• [Отрывок]
#####

«Как, говорите, фамилия?!» — капитан 2 ранга Савин, командир скр «Доблестный», повысил голос и уже не улыбался, — «Вишняков?»
Первый раз моя фамилия вызывала такую реакцию, но не отказываться же: «Так точно, Вишняков» — «А у вас старшего брата нет?» — «Нет». «Ну идите… пока.»
Закончив свою службу на скр-126, я из Гремихи вернулся в Североморск, зашёл на дивизию, получил предписание на «Ленком» и решил двигаться в Ара-губу на «Доблестном», который аккурат закончил погрузку боезапаса после дока. Но представление командиру выбило меня из колеи и ввергло в угрюмую задумчивость.
Штурман «Доблестного» Серёжа Бондаренко покатился со смеху, услышав мой рассказ о командирском приёме, выглянул в коридор и заорал: «Слава! Слава, иди сюда!»
И в каюту заглянула круглая улыбающаяся морда — это и был местный Вишняков, капитан-лейтенант, командир РТД. Добрейшая душа, толстяк, не карьерист ни разу и хохмач…
Мы сразу с ним сошлись, звали друг друга «братан»; конечно, он старший. Слава был очень силён, и когда кто-нибудь из окружающих борзел, то ему достаточно было нахмуриться, чтобы ситуация плавно скатывалась на нет.
Как дежурному по кораблю цены ему не было — ни один матрос «годок-подгодок», не говоря о всяких полторашниках, никогда в жизни бы не отважился на его дежурстве нарушить безобразия, водку попьянствовать…
Слава брал таковых за ворот и встряхивал, иногда завершал воспитательный процесс подзатыльником… Нет, не было желающих поспорить со Славой — идти или не идти на физзарядку.
Дело своё он знал, от службы не отказывался, но и не напрашивался. Язык у него был острый, с реакцией не задерживался. Если мне не изменяет память, именно он был автором знаменитого ответа на возмущённый крик командира: «Стоите тут, глазами хлопаете, дышите вчерашним!» — «Никак нет, товарищ командир — свежак!»
Для понимания ситуации надо добавить, что дело было в 7:30 утра, офицеров построили в коридоре кают-компании.
Командиры-начальники его ценили как специалиста, но относились к нему неоднозначно — несправедливость Славу раздражала, за словом он в карман не лез, мог и в табло без лишних слов зарядить, — чем и объясняется реакция Савина на моё появление.

#####

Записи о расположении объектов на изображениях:
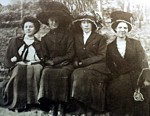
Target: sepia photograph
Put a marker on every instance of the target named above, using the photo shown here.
(74, 58)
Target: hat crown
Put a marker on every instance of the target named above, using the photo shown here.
(55, 6)
(121, 15)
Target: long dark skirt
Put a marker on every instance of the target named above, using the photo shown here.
(120, 97)
(88, 87)
(54, 84)
(22, 87)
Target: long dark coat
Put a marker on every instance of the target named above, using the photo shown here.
(22, 87)
(123, 78)
(88, 80)
(57, 46)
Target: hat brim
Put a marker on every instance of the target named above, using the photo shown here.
(114, 25)
(83, 19)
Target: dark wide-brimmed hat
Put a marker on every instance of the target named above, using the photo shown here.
(55, 9)
(121, 16)
(33, 20)
(86, 16)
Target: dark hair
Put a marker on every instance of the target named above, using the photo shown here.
(33, 20)
(115, 24)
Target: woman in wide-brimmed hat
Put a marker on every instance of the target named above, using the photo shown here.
(23, 58)
(88, 78)
(58, 52)
(125, 58)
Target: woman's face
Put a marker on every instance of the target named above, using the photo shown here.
(29, 28)
(53, 23)
(86, 26)
(121, 29)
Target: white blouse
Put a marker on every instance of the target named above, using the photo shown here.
(121, 45)
(86, 36)
(32, 55)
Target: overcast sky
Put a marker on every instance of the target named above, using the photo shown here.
(4, 2)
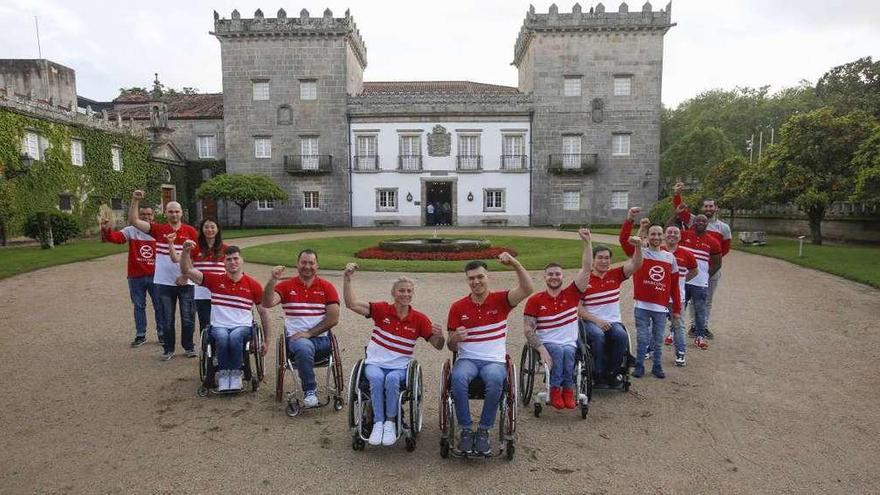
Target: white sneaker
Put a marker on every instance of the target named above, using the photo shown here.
(389, 433)
(310, 398)
(376, 435)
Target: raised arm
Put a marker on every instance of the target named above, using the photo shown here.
(351, 302)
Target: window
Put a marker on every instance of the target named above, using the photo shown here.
(386, 199)
(620, 144)
(310, 200)
(572, 86)
(309, 148)
(494, 199)
(571, 151)
(622, 85)
(308, 89)
(619, 200)
(76, 154)
(261, 90)
(116, 157)
(207, 146)
(571, 200)
(262, 147)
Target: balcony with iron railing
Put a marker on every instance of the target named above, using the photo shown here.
(573, 163)
(308, 164)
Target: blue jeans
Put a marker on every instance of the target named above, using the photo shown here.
(305, 352)
(562, 372)
(650, 326)
(698, 296)
(612, 344)
(384, 390)
(493, 375)
(229, 346)
(138, 288)
(170, 295)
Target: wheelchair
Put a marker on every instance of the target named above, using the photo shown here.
(531, 365)
(252, 362)
(409, 406)
(476, 391)
(333, 382)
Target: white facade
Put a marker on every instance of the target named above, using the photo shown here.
(484, 179)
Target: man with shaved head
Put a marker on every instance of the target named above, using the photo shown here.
(173, 287)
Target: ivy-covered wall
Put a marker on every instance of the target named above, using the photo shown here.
(89, 185)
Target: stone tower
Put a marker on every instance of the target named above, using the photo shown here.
(595, 80)
(285, 85)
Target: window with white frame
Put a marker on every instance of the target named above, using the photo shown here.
(619, 200)
(308, 89)
(386, 199)
(571, 200)
(493, 199)
(76, 152)
(116, 157)
(620, 144)
(310, 200)
(572, 86)
(207, 146)
(309, 147)
(262, 147)
(622, 85)
(261, 90)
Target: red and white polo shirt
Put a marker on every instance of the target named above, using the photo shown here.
(602, 297)
(394, 339)
(167, 271)
(486, 324)
(557, 316)
(231, 301)
(304, 307)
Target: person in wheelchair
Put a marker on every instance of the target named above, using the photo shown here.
(551, 324)
(478, 334)
(311, 309)
(233, 295)
(396, 328)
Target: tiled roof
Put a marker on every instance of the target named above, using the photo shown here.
(435, 87)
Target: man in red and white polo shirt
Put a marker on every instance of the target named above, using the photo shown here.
(396, 328)
(141, 266)
(173, 286)
(311, 309)
(551, 324)
(478, 333)
(233, 296)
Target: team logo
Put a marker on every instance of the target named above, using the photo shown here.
(656, 273)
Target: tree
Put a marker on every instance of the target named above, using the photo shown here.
(241, 189)
(812, 164)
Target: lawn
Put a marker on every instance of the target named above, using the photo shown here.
(857, 263)
(334, 253)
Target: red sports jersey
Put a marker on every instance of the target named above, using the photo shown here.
(231, 301)
(602, 297)
(394, 339)
(486, 324)
(141, 249)
(557, 316)
(167, 271)
(304, 307)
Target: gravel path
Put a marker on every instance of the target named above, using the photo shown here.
(785, 401)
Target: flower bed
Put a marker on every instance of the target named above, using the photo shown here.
(378, 253)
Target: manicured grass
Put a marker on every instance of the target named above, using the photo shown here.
(857, 263)
(334, 253)
(16, 260)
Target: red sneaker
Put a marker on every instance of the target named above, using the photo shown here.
(556, 398)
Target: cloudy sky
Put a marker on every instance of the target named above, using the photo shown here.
(113, 44)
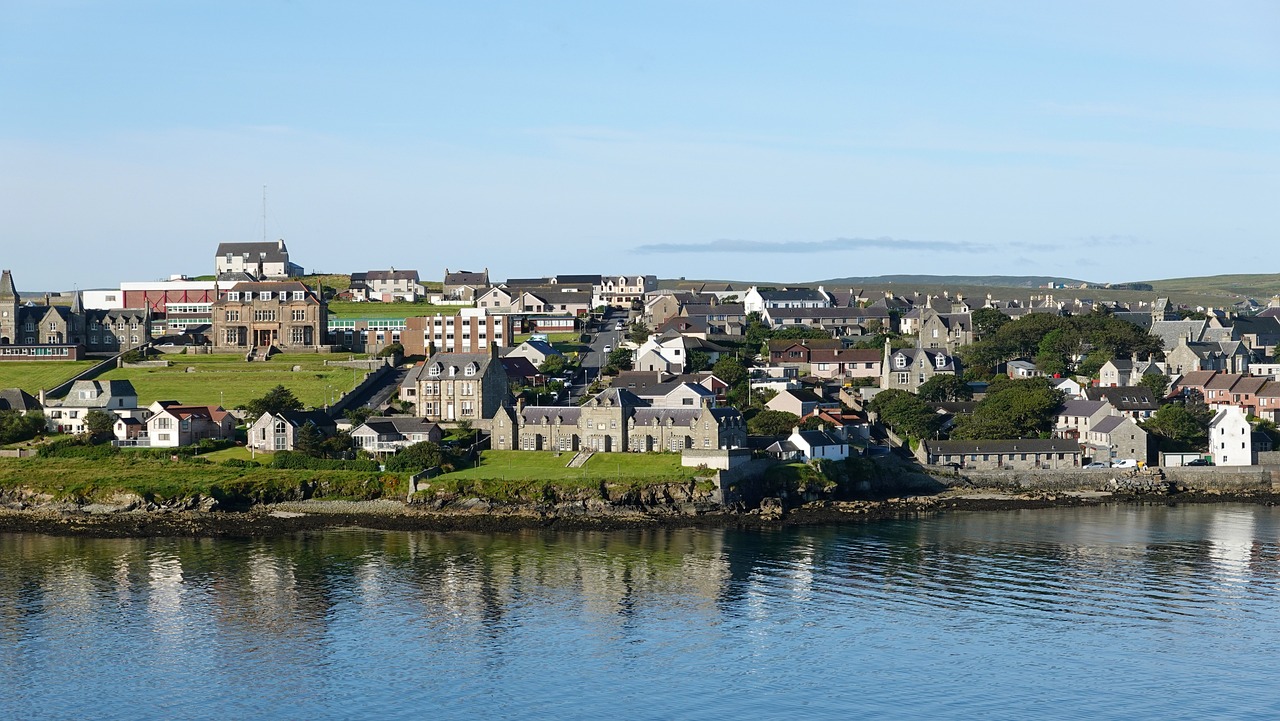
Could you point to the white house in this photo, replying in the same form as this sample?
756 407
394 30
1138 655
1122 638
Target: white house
67 414
810 445
1230 438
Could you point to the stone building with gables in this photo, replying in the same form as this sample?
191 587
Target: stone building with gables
273 314
23 323
617 420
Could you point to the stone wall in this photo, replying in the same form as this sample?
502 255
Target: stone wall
1201 478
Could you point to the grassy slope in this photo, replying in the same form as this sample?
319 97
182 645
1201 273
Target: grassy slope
229 380
545 465
33 375
71 478
347 309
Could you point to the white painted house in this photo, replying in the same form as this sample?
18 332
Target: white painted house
1230 438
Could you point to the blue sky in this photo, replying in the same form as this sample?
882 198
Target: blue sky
781 141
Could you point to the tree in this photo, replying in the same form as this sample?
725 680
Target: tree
638 333
553 365
905 413
987 320
1179 427
1155 382
620 359
945 388
416 457
730 370
772 423
99 424
274 401
1011 409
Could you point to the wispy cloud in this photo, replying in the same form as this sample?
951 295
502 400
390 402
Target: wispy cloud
737 246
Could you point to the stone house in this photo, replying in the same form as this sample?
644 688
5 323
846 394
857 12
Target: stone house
388 434
1230 438
173 425
1023 453
906 369
456 387
67 414
810 446
260 260
616 420
387 286
278 432
1118 438
800 402
275 314
465 284
96 329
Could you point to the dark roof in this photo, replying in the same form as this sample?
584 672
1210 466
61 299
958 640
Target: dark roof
794 295
391 275
1015 446
1124 397
465 278
269 251
576 279
519 366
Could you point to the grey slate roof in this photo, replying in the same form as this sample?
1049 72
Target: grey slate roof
1015 446
269 251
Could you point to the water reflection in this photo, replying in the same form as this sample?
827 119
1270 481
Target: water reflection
656 621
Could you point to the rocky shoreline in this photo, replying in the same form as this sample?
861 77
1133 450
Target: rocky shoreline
280 519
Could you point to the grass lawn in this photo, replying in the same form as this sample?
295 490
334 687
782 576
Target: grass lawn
241 452
229 380
348 309
33 375
545 465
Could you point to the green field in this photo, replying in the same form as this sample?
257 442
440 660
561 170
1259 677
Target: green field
85 478
545 465
229 380
348 309
33 375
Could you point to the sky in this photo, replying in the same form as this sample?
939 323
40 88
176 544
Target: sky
732 140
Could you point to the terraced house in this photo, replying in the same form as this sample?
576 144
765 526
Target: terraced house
617 420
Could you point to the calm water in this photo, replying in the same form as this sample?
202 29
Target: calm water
1063 614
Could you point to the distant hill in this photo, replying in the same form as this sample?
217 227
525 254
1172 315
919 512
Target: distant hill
984 281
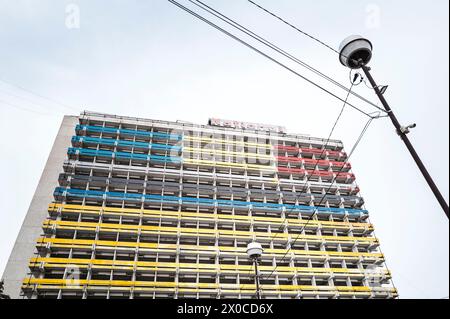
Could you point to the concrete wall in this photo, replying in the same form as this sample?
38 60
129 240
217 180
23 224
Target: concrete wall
24 248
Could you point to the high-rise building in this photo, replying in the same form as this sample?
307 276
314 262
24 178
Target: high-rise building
139 208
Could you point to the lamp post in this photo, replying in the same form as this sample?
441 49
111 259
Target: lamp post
254 251
355 53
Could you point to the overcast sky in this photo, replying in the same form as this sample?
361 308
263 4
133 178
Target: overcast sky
150 59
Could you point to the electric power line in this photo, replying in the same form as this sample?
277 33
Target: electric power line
294 27
55 102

#####

• [Короткое задание A]
Какое звание и какую должность имел Слава Вишняков в рассказе о службе на «Доблестном»?
• [Короткое задание B]
Продолжите рассказ о службе на «Доблестном» после его последней фразы.
Записи представляют собой отдельный материал.

• [Ответ на задание A]
Он был капитан-лейтенантом, командиром РТД.

• [Ответ на задание B]
Я редко с ним виделся — и «Доблестный» и «Ленком» носились по морям, как угорелые. Иногда встречались: «Как дела, братан?» — «Нормально, Паша», — и рот до ушей всегда…
Крысы нас доставали — писк, топот лап за подволоком, хвосты эти торчат из щелей у плафонов. Слава боролся с ними оригинальным способом — хватал эти хвосты и резко дергал. В удачные разы до трёх-четырёх единиц лишал рудиментов. Писк сразу превращался в вой, а потом наступала тишина — до следующего приплода крысы избегали елозить над девятнадцатой каютой.
Постепенно Славина карьерная звезда закатывалась, «Доблестный» встал в завод, всех, кого надо, забрали, а про остальных забыли, включая и Славу.
…
Я, окончивши классы, назначился флагманским штурманом на родную бригаду, и в этом качестве отправился на «Доблестный» принимать экзамены на классность у личного состава БЧ-1.
А неподалёку стоял Резвый, минёром там служил мой добрый друг Юра, и я уже предвкушал чрезвычайно событийный и насыщенный вечер.
Но дорога задержала, и в Росту я приехал уже поздно. Светило солнце, полярный день только заканчивался, но причалы 35-го завода и палубы кораблей пустовали — отбой уже прошёл.
«Кому и как о вас доложить?» — вахтенный у трапа «Резвого» не успел выйти из сонной задумчивости, а я уже проскочил мимо него в тамбур, бросив ему на ходу: «Офицер штаба бригады».
Юра встретил меня душевно — из сейфа досталась бутылка шила, из рундука банка тушёнки, без стука в каюту ввалился Слава: «Братан! Здорово!» Только разлили, подняли — зазвонил телефон, а я разглядел на славином кителе повязку «РЦЫ» и портупею. Он схватил трубку: «И что? И где он? А, б…», схватил фуражку и выбежал в коридор.
«Дежурит, бедолага, ну, давай…» — наши подходы к снаряду периодически сопровождались топотанием в коридоре, неясным шумом, перекатывающимся по корабля из носа в корму и обратно. «Беспокоится Слава, службу бдит..» — одобрительно кивали мы головами.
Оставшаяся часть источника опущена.